What is being asked. All lines from the one containing "Target: dry fallen leaf" through the final line of the listing below are to be retyped exactly; nothing else goes in the result.

** Given information follows **

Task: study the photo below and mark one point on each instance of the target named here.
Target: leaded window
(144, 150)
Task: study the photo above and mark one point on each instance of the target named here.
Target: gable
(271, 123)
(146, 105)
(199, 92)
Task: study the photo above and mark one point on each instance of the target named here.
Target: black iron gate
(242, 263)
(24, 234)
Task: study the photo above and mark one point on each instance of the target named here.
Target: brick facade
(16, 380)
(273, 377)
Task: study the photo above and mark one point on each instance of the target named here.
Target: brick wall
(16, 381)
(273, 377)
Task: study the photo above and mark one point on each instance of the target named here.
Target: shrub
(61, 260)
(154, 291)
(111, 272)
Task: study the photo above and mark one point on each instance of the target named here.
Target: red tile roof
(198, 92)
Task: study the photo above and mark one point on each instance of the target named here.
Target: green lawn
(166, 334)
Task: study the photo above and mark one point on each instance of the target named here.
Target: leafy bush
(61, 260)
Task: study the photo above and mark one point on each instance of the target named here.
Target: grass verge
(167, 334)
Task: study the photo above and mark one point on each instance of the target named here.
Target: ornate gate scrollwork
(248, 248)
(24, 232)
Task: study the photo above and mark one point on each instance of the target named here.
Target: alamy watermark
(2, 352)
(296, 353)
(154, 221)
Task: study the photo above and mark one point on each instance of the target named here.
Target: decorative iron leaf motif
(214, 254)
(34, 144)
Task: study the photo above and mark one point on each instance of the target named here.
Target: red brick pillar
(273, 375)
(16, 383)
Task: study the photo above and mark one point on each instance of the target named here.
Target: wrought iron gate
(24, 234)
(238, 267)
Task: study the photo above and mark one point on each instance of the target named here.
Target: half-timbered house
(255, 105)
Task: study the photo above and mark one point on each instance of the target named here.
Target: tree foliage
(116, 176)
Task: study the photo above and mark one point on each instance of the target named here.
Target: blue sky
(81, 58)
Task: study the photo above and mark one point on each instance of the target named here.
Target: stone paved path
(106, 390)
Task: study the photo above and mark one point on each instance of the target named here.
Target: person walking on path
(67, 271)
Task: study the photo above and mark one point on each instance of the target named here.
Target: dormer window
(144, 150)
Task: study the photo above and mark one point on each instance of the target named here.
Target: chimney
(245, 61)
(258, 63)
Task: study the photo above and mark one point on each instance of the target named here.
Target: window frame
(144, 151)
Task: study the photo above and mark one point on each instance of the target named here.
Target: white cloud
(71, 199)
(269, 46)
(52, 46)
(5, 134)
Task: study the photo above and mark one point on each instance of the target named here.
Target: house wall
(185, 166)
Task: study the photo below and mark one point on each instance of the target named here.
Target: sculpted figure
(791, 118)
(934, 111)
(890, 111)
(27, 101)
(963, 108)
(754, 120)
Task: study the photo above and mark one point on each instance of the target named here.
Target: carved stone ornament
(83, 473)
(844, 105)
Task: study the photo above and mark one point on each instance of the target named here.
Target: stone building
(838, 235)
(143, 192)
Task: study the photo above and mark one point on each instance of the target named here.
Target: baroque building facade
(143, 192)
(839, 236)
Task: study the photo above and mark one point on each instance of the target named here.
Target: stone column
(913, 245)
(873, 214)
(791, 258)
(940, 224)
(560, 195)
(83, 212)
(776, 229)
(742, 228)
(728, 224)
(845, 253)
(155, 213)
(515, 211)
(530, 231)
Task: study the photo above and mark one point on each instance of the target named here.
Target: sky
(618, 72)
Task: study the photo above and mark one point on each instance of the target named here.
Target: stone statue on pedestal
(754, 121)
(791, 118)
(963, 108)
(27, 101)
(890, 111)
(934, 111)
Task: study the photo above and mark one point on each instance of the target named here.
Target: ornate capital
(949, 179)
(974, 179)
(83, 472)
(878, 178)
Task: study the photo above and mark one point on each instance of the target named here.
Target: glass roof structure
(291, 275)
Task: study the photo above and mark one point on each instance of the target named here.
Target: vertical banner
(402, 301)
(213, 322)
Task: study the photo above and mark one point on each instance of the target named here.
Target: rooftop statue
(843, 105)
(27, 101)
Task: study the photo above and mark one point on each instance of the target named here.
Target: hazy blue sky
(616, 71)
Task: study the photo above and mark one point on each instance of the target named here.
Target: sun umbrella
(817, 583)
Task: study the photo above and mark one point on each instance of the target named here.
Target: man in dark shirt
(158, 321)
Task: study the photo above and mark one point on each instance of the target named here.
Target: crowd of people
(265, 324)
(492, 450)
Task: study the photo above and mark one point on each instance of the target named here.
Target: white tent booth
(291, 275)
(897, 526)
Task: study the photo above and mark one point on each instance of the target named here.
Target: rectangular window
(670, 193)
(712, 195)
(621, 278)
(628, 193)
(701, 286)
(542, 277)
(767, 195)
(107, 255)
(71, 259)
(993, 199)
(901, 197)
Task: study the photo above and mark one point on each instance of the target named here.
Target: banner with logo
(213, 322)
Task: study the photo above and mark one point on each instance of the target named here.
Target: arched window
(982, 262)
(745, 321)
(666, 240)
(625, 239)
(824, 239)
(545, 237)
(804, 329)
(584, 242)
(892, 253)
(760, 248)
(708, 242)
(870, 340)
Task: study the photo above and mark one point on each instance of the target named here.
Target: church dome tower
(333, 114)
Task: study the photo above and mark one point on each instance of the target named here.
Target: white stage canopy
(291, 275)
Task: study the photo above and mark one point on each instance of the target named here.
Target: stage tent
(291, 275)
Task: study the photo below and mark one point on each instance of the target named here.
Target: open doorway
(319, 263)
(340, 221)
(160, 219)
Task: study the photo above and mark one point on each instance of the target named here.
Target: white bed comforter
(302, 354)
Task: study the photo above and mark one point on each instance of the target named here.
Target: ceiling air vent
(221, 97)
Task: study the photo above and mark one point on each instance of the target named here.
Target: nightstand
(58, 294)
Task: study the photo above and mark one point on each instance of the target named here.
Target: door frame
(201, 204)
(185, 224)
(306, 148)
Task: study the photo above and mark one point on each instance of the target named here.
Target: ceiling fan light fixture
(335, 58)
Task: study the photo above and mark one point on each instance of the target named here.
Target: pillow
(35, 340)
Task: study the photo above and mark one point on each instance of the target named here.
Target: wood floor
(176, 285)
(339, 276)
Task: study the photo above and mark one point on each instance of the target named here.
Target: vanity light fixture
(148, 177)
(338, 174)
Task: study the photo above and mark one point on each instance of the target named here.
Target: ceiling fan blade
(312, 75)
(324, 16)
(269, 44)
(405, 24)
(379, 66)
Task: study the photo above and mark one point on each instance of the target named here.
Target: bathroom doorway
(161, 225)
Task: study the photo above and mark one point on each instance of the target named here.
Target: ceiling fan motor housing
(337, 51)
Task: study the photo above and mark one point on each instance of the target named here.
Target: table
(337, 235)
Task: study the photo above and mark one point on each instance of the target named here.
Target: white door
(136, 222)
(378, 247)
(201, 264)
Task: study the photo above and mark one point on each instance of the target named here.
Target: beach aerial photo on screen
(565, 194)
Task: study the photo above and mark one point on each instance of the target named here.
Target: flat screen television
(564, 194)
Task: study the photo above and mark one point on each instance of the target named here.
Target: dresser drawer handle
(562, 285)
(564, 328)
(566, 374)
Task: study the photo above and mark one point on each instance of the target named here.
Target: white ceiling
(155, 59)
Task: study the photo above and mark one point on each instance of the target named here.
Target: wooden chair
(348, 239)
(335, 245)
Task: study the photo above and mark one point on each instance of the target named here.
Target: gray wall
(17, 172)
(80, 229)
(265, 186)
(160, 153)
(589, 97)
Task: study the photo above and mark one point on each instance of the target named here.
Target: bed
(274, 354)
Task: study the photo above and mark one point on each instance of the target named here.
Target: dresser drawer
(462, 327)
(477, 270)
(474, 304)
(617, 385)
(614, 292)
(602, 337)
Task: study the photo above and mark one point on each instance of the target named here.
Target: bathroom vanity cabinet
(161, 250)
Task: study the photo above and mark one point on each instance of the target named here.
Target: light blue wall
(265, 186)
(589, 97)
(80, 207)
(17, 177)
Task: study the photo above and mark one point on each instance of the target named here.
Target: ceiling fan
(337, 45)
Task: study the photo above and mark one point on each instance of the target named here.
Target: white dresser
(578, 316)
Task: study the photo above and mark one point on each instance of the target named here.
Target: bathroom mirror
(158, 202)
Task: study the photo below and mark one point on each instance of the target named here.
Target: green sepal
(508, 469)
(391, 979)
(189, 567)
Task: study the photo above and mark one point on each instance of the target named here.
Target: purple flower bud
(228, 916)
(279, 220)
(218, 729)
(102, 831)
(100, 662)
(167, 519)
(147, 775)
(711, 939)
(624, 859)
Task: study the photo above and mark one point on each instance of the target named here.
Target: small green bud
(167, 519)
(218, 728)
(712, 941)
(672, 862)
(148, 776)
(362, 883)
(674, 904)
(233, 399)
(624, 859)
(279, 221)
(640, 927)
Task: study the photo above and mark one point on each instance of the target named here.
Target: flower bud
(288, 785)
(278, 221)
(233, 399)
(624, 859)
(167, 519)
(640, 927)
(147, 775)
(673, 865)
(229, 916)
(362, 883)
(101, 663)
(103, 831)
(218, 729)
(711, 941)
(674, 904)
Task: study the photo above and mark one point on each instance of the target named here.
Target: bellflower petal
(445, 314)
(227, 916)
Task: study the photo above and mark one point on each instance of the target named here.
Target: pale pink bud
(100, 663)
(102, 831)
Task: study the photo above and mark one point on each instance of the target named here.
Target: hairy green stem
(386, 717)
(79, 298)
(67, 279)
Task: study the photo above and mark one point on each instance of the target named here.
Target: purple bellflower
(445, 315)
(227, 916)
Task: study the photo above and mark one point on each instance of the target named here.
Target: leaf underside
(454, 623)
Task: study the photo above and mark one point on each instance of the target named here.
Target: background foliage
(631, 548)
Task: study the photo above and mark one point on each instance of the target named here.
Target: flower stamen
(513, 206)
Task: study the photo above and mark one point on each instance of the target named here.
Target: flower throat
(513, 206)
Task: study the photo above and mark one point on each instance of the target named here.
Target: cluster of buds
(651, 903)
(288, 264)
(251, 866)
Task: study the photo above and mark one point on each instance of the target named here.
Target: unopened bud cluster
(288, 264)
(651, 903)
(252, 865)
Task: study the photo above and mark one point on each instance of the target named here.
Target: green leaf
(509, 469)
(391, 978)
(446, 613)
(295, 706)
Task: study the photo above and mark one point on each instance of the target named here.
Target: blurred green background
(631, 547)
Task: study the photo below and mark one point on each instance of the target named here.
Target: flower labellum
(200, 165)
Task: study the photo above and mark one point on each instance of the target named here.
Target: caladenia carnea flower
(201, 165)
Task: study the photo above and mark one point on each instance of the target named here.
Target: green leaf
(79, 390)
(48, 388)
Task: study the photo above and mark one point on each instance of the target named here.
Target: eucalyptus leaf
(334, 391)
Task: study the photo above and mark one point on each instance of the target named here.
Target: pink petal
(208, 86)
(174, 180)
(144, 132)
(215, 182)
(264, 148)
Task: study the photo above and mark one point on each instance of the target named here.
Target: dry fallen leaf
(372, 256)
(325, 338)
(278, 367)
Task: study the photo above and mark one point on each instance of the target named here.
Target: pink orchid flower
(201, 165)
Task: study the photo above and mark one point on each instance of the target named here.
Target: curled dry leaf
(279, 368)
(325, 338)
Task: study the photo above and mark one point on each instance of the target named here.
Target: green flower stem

** End of Given information **

Output of the exercise.
Target: dry fallen leaf
(372, 256)
(325, 338)
(278, 367)
Task: study the photo above and mark one point on each instance of the target named here.
Target: pink orchid flower
(201, 165)
Task: study the photo above and mark one point on each instance of the target named here.
Target: curled dry leaf
(279, 368)
(325, 338)
Task: study the photo above and mark one point on each instance of the target named here.
Target: green flower stem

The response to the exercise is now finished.